In the material below, repeat only the lines from the one that holds "Q: In the image above, where is the headlight" through the final line, exactly as they stand.

***

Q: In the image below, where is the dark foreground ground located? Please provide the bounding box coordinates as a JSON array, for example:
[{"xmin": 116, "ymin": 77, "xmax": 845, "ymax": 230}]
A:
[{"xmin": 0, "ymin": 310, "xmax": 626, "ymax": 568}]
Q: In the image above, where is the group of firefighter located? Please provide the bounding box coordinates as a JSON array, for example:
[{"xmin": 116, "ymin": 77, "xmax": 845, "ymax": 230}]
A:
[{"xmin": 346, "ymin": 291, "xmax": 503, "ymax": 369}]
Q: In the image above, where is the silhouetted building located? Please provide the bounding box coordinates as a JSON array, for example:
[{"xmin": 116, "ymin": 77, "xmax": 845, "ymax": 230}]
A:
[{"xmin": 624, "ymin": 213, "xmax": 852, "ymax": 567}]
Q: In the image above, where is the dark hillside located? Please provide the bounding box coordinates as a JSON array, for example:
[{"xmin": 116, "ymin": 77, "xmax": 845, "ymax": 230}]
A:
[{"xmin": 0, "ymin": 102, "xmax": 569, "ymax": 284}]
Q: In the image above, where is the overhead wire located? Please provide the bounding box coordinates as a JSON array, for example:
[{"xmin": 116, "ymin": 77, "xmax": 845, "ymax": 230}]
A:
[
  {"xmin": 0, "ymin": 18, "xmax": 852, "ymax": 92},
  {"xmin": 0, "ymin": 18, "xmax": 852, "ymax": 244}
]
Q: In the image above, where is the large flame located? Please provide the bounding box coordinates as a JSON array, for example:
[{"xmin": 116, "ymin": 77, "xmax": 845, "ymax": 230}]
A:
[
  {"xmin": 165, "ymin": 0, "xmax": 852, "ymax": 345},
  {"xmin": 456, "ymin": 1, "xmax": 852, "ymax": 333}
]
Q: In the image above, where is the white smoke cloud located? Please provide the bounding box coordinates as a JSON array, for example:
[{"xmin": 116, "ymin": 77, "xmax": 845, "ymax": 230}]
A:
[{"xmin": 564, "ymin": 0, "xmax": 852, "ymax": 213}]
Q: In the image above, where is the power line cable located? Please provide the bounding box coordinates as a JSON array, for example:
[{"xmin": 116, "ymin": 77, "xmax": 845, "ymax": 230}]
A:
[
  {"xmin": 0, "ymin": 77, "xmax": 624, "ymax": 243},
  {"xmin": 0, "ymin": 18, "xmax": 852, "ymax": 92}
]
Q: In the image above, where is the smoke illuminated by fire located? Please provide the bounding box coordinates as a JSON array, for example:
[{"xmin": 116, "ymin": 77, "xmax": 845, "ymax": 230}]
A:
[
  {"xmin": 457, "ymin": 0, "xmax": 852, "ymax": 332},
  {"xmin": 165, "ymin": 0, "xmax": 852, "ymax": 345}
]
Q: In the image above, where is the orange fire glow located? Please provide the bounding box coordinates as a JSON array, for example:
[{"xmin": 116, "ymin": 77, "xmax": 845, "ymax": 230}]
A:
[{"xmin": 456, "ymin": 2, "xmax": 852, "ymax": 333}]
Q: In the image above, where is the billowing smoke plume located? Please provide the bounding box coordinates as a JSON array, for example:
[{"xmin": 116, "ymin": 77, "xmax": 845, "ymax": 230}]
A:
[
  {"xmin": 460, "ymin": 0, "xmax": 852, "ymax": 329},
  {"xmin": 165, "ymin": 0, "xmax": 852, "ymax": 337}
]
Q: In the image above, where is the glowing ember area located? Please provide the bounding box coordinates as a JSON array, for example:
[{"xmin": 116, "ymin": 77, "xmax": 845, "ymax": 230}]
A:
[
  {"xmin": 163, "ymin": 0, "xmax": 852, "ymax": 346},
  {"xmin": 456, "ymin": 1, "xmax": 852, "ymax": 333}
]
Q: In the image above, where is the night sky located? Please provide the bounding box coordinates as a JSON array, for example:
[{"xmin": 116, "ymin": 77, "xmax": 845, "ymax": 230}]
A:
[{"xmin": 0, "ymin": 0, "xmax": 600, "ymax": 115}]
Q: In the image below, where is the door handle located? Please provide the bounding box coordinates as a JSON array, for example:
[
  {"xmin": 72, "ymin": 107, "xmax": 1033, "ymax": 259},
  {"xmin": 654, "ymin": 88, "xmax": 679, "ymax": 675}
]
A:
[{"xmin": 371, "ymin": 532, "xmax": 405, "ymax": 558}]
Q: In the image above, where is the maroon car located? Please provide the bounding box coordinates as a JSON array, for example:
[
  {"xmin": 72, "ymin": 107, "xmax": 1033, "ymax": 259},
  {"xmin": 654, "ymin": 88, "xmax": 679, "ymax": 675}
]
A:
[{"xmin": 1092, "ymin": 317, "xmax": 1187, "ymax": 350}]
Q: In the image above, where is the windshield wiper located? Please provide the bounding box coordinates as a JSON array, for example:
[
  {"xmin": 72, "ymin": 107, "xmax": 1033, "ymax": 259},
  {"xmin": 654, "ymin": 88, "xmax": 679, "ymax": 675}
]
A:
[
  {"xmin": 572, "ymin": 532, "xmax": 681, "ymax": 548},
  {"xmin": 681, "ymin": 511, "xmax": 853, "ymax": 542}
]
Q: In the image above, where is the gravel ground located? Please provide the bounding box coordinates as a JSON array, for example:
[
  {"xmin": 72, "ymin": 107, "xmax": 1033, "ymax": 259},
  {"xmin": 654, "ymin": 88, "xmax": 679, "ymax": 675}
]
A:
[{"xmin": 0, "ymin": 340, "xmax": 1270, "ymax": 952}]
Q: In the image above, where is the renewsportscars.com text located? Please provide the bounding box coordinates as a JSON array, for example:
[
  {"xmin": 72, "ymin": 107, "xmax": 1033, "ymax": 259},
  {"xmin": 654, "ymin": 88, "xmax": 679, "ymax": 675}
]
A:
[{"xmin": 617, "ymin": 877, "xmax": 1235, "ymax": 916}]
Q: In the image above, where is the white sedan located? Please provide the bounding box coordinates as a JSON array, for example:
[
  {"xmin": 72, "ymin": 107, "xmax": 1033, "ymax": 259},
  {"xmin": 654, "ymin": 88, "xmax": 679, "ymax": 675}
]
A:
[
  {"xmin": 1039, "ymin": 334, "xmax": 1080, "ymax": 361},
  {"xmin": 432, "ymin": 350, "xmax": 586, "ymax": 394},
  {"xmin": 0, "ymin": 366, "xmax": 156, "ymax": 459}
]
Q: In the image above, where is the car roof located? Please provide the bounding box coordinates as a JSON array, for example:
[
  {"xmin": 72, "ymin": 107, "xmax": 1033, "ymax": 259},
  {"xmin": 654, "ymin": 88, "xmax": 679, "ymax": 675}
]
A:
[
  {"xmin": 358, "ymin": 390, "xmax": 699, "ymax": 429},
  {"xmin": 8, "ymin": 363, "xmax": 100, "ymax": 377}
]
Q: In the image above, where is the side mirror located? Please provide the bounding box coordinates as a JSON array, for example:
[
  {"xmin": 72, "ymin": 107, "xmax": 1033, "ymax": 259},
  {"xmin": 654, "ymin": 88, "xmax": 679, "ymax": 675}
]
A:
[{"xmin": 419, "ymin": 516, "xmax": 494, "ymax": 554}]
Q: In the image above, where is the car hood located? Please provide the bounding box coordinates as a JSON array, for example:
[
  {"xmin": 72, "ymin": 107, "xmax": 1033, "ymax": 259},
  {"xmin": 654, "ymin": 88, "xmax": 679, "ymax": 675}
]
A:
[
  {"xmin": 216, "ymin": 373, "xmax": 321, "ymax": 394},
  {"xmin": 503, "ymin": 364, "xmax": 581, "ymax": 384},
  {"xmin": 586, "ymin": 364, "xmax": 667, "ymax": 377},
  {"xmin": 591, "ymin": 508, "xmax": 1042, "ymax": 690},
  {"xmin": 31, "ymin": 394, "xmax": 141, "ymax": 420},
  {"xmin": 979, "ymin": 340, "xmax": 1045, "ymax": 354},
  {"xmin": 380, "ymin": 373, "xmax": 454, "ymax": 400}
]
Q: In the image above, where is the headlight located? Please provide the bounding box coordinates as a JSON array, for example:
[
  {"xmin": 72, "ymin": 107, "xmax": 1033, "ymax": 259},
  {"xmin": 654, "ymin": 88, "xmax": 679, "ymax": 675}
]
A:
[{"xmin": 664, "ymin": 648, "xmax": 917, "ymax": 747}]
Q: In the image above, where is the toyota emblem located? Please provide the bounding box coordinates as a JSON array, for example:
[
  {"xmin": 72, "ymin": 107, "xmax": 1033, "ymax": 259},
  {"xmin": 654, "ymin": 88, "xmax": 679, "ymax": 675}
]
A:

***

■ **Written response**:
Q: In the image above, where is the headlight located? Please provide the bounding box coordinates as a JSON array, for example:
[
  {"xmin": 72, "ymin": 107, "xmax": 1033, "ymax": 259},
  {"xmin": 654, "ymin": 88, "xmax": 679, "ymax": 675}
]
A:
[{"xmin": 664, "ymin": 648, "xmax": 917, "ymax": 747}]
Q: In the image above, where is the toyota emblem located? Please provide the bounding box coordinates as a JSON array, for example:
[
  {"xmin": 72, "ymin": 107, "xmax": 1033, "ymax": 259},
  {"xmin": 654, "ymin": 88, "xmax": 679, "ymax": 675}
]
A:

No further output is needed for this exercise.